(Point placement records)
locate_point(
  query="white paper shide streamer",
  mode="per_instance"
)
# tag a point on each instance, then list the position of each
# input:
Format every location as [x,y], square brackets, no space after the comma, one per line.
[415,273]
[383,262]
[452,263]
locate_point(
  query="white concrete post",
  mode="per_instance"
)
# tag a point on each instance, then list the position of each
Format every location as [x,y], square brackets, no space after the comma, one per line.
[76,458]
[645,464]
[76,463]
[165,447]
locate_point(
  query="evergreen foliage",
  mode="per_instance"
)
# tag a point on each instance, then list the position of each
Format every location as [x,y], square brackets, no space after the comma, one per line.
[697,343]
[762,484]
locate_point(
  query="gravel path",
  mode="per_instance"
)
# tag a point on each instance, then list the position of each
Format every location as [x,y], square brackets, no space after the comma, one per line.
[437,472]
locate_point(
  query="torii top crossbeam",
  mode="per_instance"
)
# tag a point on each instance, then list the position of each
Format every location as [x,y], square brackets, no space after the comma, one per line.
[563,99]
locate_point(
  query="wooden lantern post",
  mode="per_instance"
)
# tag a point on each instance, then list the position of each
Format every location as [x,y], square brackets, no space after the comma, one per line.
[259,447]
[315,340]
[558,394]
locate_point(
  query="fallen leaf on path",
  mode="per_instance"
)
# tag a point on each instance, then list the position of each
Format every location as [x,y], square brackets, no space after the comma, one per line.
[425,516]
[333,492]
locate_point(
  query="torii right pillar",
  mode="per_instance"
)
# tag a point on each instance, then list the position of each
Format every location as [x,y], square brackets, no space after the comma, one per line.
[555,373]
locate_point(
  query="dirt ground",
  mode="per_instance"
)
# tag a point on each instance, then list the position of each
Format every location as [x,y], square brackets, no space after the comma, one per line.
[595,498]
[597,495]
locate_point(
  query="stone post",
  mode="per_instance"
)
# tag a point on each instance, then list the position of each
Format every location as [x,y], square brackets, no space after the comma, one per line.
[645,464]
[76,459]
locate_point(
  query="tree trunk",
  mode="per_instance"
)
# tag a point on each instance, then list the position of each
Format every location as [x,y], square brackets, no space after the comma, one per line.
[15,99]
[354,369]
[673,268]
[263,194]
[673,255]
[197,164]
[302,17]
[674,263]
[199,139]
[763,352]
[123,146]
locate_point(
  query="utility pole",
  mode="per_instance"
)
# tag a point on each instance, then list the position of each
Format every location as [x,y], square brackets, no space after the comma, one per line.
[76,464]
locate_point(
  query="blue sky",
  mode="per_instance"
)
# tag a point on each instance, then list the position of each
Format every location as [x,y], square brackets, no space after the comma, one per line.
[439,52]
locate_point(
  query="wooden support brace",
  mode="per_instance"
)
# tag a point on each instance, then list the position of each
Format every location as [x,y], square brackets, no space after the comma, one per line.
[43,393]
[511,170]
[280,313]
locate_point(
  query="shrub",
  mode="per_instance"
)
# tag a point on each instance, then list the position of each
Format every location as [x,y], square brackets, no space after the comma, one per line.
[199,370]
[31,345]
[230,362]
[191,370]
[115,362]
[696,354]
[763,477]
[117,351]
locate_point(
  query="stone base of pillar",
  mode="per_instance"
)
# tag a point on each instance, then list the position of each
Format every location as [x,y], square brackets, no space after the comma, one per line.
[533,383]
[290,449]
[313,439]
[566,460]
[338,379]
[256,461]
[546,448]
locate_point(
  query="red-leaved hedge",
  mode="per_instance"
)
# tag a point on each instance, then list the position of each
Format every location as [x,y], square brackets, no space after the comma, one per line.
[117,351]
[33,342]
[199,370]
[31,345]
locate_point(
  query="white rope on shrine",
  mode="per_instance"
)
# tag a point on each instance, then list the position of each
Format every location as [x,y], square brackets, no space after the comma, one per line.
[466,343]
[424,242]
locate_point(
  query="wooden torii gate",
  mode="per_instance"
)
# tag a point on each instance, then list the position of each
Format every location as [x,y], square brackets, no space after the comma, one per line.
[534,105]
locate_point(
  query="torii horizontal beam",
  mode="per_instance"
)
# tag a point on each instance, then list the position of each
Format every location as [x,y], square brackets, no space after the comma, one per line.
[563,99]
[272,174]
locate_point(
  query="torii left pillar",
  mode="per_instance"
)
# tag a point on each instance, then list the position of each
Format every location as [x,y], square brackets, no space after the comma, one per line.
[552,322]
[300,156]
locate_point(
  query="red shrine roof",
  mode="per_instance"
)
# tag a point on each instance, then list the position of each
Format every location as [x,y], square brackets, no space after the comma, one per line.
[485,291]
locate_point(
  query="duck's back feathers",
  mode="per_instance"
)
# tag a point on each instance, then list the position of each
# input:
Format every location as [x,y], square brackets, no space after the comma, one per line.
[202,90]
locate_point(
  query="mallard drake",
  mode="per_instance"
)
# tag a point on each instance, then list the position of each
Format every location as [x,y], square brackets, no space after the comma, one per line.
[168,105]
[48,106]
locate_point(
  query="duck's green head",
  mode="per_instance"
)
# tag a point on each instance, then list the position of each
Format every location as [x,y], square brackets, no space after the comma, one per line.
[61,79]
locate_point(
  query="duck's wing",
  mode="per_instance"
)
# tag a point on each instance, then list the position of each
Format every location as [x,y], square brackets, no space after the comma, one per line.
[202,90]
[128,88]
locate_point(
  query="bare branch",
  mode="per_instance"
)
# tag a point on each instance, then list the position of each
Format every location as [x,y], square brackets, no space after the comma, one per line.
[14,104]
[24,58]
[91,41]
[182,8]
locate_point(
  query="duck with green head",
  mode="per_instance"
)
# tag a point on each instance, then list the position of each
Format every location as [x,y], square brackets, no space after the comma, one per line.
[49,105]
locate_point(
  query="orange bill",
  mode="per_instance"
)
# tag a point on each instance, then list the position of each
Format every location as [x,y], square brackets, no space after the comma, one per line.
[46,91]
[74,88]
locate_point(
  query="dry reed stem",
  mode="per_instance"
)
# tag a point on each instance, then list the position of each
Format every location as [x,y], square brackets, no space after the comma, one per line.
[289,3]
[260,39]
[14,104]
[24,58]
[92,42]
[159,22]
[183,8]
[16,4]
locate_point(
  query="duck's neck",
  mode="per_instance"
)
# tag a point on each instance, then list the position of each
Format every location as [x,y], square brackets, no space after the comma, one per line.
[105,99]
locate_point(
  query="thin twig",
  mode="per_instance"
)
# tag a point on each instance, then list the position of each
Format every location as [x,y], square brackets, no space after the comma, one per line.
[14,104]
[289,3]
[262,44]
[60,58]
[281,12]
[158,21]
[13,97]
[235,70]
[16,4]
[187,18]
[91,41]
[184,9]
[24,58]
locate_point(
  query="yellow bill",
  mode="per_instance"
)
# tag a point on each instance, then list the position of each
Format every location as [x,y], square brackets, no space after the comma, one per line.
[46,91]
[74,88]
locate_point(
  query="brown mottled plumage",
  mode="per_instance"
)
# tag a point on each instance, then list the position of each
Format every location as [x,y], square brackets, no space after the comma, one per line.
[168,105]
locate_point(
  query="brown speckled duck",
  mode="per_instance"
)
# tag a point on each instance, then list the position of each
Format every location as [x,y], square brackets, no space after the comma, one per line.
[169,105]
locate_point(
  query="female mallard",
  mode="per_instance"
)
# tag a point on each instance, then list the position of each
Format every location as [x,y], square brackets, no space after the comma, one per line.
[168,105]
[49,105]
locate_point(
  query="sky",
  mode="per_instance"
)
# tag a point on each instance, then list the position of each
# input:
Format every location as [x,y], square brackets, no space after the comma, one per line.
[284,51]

Set exercise
Extract the full listing above without alteration.

Output of the task
locate_point(
  query="white paper shide streamer",
  mode="per_instance"
)
# tag a point on each instance, then list the position of each
# input:
Format every location as [x,y], square brackets, no space after the comma, one per line.
[415,273]
[383,262]
[452,263]
locate_point(
  query="white concrete post",
  mode="per_instance"
)
# tag a point on each instance, then list the position of each
Format every location as [x,y], square brackets, no space after the comma, one per line.
[76,458]
[645,464]
[76,463]
[165,447]
locate_point(
  query="evergreen foliage",
  mode="per_instance"
)
# tag a point on each instance, then list the position of each
Format every location as [x,y], square brackets, no space after the comma, one per line.
[697,343]
[762,484]
locate_point(
  query="gravel path",
  mode="per_instance"
)
# tag a point on each instance, then list the position of each
Format every location as [x,y], square brackets, no space after the comma, one per line.
[437,472]
locate_point(
  query="torii top crossbeam",
  mode="per_instance"
)
# tag a point on each instance, then list the position of each
Format every location as [x,y], square brackets, no space after the comma, one per line.
[563,99]
locate_point(
  query="wooden lantern post",
  mode="per_instance"
)
# tag a point on each instance, then list the position of each
Format every location as [x,y], square brackets, no space after the comma, one per line.
[259,447]
[315,340]
[558,394]
locate_point(
  query="fallen leaf on path",
  mode="per_instance"
)
# tag a point on each instance, then list the position of each
Format every location as [x,y], square brackets, no space after the comma, one per line.
[425,516]
[333,492]
locate_point(
  query="torii right pillar",
  mode="per_instance"
)
# tag a point on each instance, then list the position of each
Format every location as [x,y], square brackets, no space after the comma, one per line.
[555,373]
locate_point(
  query="dirt ground",
  mode="per_instance"
)
# tag a point on each instance, then list the position of each
Format every location as [x,y], square brackets, no space after the comma, one per line.
[595,498]
[597,495]
locate_point(
  query="stone post",
  mode="per_instance"
)
# tag a point on each instance, then list the position of each
Format every location as [x,y], square brackets, no space after the comma, one per line.
[645,464]
[76,459]
locate_point(
  query="tree trunk",
  mode="per_instance"
)
# tag a point on each instance, then list the position of each
Format every location as [x,y], square brackets, no space after the comma, one per line.
[15,99]
[354,369]
[673,268]
[263,194]
[673,255]
[197,164]
[302,17]
[674,263]
[199,139]
[763,352]
[123,146]
locate_point(
  query="utility pole",
  mode="per_instance"
)
# tag a point on each instance, then list the position of each
Format every location as [x,y], square brackets, no space after the comma, one per line.
[76,464]
locate_point(
  query="blue sky",
  mode="per_instance"
)
# tag a point on each instance, then list the position of each
Format every location as [x,y], square brackets, no space after the comma, one per line.
[439,52]
locate_point(
  query="wooden support brace",
  mode="per_instance"
)
# tag a point on each instance, then list the position of each
Format every location as [x,y], square brackets, no space after the comma, one per line.
[43,393]
[511,170]
[280,313]
locate_point(
  query="shrub",
  mode="per_instance"
)
# tag a point on each instance, then list the position of each
Format every location as [x,y], square brackets, no space after the comma, one per line.
[199,370]
[31,345]
[230,362]
[191,370]
[115,362]
[696,354]
[763,477]
[117,351]
locate_point(
  query="stone base of pillar",
  mode="per_instance"
)
# tag a point on each instance, then list the position of each
Format every location as [x,y], square brackets, no space after the comma, one per line.
[533,383]
[290,449]
[313,439]
[566,460]
[338,379]
[256,461]
[546,448]
locate_point(
  query="red-leaved hedge",
  mode="per_instance"
)
# tag a point on each instance, then list the position of each
Format every location as [x,y], square brackets, no space after the comma, one per line.
[117,351]
[33,342]
[199,370]
[31,345]
locate_point(
  query="white rope on shrine",
  mode="per_instance"
)
# tag a point on each instance, then list the position of each
Format every location as [x,y], square brackets, no space after the comma, one per line.
[466,343]
[424,242]
locate_point(
  query="wooden torii gate",
  mode="per_instance"
)
# tag a point on each instance, then list the position of each
Format every location as [x,y], square brackets, no space after the comma, one per line.
[534,105]
locate_point(
  query="torii horizontal beam",
  mode="per_instance"
)
# tag a point on each instance, then list the position of each
Format every location as [x,y], square brackets, no space after the comma, one per line.
[563,99]
[272,174]
locate_point(
  query="torii left pillar",
  mode="per_instance"
)
# tag a point on each instance, then list the position of each
Format every location as [x,y], square brackets, no space after the comma, one per line.
[552,322]
[300,156]
locate_point(
  query="red shrine roof",
  mode="per_instance"
)
# tag a point on each instance, then list the position of each
Format every location as [x,y], square brackets, no space after the comma, one per line.
[485,291]
locate_point(
  query="duck's back feathers",
  mode="per_instance"
)
# tag a point on each instance, then list the position of each
# input:
Format every location as [x,y], square brackets, no space after the comma, one per line.
[202,90]
locate_point(
  query="mallard drake",
  mode="per_instance"
)
# tag a point on each instance, then list the position of each
Format every location as [x,y], square brackets, no space after the comma, one per line.
[168,105]
[48,106]
locate_point(
  query="duck's green head",
  mode="per_instance"
)
# tag a point on each instance, then list the position of each
Format every location as [x,y], square brackets, no space after the comma, one per line.
[61,79]
locate_point(
  query="duck's wing",
  mode="per_instance"
)
# tag a point on each instance, then list the position of each
Format every location as [x,y], square brackets, no space after the comma, one per line.
[202,90]
[128,88]
locate_point(
  query="bare branch",
  mode="per_instance"
)
# tag a point on each instance, then list the position of each
Format every location as [x,y], square brackets, no space after the comma, one per line.
[14,104]
[24,58]
[91,41]
[182,8]
locate_point(
  query="duck with green head",
  mode="per_instance"
)
# tag a point on each instance, then list the position of each
Format every location as [x,y], square brackets, no space after the comma, one per line.
[49,105]
locate_point(
  query="orange bill",
  mode="per_instance"
)
# tag a point on each instance, then list the position of each
Format every location as [x,y], square brackets, no space after the comma, one per line.
[46,91]
[74,88]
locate_point(
  query="dry reed stem",
  mode="per_instance"
)
# tag a point on each instance, then list the position of each
Format every location as [x,y], square brackets, no space after the comma, one per line.
[289,3]
[260,39]
[14,104]
[24,58]
[92,42]
[159,22]
[183,8]
[16,4]
locate_point(
  query="duck's neck",
  mode="per_instance"
)
# tag a point on each instance, then list the position of each
Format every location as [x,y], square brackets, no space after the comma, one per line.
[105,99]
locate_point(
  query="thin twig",
  mode="per_instance"
)
# tag a point on each instance, then list the position of each
Format every location as [x,y], square brackets, no space after the comma, one per line.
[14,104]
[289,3]
[262,44]
[60,58]
[281,12]
[158,21]
[13,97]
[235,70]
[16,4]
[187,18]
[91,41]
[184,9]
[24,58]
locate_point(
  query="yellow bill",
  mode="per_instance"
)
# tag a point on each instance, then list the position of each
Format every location as [x,y], square brackets, no space after the comma, one per line.
[46,91]
[74,88]
locate_point(
  query="brown mottled plumage",
  mode="per_instance"
)
# tag a point on each instance, then list the position of each
Format every location as [x,y], square brackets, no space after the comma, one per line.
[168,105]
locate_point(
  query="brown speckled duck",
  mode="per_instance"
)
# tag a point on each instance, then list the position of each
Format every location as [x,y], square brackets, no space after the comma, one per line.
[169,105]
locate_point(
  query="female mallard",
  mode="per_instance"
)
# tag a point on each instance, then list the position of each
Format every location as [x,y], square brackets, no space after the comma, one per line.
[168,105]
[49,105]
locate_point(
  query="sky",
  mode="per_instance"
)
# tag a point on each instance, then list the position of each
# input:
Format every location as [x,y], square brackets, no space after the comma, one per line.
[284,51]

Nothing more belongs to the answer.